[INPUT RECORDS start]
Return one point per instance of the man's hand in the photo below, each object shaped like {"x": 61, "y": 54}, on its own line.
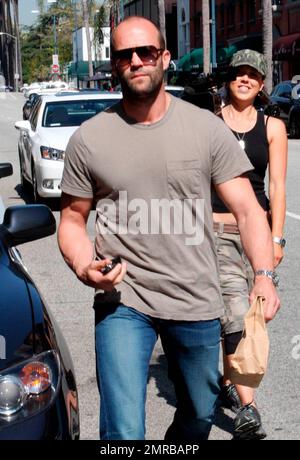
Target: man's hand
{"x": 264, "y": 287}
{"x": 91, "y": 275}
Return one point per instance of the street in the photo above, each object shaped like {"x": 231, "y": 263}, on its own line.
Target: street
{"x": 278, "y": 397}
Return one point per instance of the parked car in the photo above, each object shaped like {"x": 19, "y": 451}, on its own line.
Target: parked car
{"x": 6, "y": 88}
{"x": 46, "y": 87}
{"x": 44, "y": 137}
{"x": 38, "y": 395}
{"x": 29, "y": 104}
{"x": 285, "y": 104}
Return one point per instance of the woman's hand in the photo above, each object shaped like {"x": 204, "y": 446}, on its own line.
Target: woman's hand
{"x": 278, "y": 254}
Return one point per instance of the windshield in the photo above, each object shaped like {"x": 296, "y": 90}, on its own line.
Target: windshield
{"x": 73, "y": 113}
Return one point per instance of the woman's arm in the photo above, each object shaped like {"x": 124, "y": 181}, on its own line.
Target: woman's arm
{"x": 278, "y": 149}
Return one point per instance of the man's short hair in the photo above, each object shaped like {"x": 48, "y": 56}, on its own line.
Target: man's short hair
{"x": 161, "y": 39}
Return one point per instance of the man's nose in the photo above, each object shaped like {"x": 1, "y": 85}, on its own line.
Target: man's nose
{"x": 136, "y": 60}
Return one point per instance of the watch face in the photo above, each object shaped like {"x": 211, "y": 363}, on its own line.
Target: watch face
{"x": 275, "y": 279}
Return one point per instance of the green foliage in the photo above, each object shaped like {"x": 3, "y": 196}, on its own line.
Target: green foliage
{"x": 37, "y": 41}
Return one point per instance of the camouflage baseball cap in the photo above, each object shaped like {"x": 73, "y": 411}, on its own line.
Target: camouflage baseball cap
{"x": 251, "y": 58}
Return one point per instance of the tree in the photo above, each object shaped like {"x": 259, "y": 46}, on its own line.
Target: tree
{"x": 88, "y": 38}
{"x": 206, "y": 36}
{"x": 162, "y": 18}
{"x": 17, "y": 34}
{"x": 268, "y": 41}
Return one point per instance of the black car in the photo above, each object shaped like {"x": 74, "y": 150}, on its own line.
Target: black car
{"x": 38, "y": 395}
{"x": 285, "y": 104}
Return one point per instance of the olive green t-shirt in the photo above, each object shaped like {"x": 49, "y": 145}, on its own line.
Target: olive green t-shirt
{"x": 152, "y": 189}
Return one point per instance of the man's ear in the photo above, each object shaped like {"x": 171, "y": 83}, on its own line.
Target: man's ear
{"x": 166, "y": 57}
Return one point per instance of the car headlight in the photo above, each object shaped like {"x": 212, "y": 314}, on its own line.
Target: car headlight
{"x": 48, "y": 153}
{"x": 29, "y": 387}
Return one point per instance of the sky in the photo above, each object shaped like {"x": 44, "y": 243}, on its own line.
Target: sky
{"x": 25, "y": 7}
{"x": 26, "y": 17}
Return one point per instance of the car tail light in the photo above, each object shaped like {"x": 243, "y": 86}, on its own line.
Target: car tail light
{"x": 36, "y": 378}
{"x": 12, "y": 395}
{"x": 29, "y": 387}
{"x": 48, "y": 153}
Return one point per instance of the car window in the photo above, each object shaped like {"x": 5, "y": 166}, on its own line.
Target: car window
{"x": 73, "y": 113}
{"x": 34, "y": 115}
{"x": 284, "y": 91}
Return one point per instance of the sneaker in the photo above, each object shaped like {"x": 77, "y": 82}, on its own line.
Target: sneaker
{"x": 247, "y": 424}
{"x": 229, "y": 397}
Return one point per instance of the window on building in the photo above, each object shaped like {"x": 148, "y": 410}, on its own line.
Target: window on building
{"x": 251, "y": 10}
{"x": 222, "y": 16}
{"x": 241, "y": 5}
{"x": 198, "y": 29}
{"x": 231, "y": 15}
{"x": 183, "y": 16}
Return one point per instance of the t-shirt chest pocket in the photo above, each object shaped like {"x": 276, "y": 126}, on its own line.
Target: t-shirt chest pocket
{"x": 184, "y": 179}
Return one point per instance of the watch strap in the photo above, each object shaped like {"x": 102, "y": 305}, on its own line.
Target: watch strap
{"x": 269, "y": 274}
{"x": 279, "y": 240}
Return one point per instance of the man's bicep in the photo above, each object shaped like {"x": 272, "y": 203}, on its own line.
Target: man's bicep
{"x": 75, "y": 208}
{"x": 237, "y": 194}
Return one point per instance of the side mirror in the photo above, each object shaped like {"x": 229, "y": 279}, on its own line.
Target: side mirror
{"x": 23, "y": 124}
{"x": 22, "y": 224}
{"x": 5, "y": 169}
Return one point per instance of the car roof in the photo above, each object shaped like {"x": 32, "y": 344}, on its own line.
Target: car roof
{"x": 75, "y": 96}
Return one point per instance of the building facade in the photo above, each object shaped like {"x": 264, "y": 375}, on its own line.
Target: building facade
{"x": 240, "y": 22}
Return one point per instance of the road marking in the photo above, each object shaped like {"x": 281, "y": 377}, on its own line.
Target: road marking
{"x": 294, "y": 216}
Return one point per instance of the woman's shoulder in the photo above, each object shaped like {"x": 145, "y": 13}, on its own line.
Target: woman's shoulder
{"x": 274, "y": 124}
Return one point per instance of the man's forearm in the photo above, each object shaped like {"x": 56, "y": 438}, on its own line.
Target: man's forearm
{"x": 75, "y": 246}
{"x": 256, "y": 239}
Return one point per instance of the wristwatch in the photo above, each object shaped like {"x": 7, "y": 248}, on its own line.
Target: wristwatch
{"x": 270, "y": 274}
{"x": 279, "y": 240}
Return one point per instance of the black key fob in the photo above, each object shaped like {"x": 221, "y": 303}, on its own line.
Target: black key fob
{"x": 109, "y": 267}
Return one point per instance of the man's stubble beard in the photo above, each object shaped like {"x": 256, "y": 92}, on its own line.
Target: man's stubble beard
{"x": 133, "y": 92}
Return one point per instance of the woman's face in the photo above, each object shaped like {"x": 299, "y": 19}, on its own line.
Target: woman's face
{"x": 248, "y": 83}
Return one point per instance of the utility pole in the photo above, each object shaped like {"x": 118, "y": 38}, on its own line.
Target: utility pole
{"x": 76, "y": 43}
{"x": 206, "y": 36}
{"x": 213, "y": 35}
{"x": 88, "y": 38}
{"x": 16, "y": 74}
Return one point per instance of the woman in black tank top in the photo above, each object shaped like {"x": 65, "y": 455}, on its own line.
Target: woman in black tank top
{"x": 265, "y": 142}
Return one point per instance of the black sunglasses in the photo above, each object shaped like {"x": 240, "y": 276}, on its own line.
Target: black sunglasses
{"x": 147, "y": 54}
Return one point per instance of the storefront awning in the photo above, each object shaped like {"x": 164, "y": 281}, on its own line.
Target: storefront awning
{"x": 287, "y": 47}
{"x": 194, "y": 59}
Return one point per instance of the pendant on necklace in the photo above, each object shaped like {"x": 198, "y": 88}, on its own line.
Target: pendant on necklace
{"x": 242, "y": 143}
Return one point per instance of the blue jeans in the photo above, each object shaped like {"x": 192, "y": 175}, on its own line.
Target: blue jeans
{"x": 125, "y": 339}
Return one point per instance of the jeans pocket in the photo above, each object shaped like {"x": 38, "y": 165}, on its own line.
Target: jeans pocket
{"x": 184, "y": 179}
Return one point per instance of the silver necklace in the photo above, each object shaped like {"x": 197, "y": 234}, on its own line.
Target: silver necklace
{"x": 241, "y": 140}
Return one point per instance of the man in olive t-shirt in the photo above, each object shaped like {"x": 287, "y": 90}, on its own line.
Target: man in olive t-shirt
{"x": 148, "y": 163}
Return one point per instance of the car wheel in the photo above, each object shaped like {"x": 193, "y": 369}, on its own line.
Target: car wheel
{"x": 35, "y": 194}
{"x": 294, "y": 128}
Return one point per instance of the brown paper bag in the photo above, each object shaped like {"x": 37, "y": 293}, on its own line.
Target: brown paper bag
{"x": 250, "y": 359}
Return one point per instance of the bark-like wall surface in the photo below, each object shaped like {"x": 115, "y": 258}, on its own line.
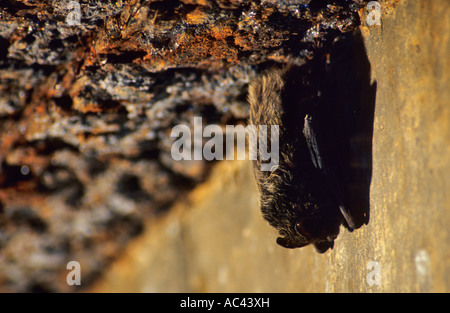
[INPUT RECORDS end]
WHAT IS BEING ASKED: Please count the lines above that contain the string "below", treating uppercase and lowercase as different, and give only the number.

WRITTEN SOLUTION: 2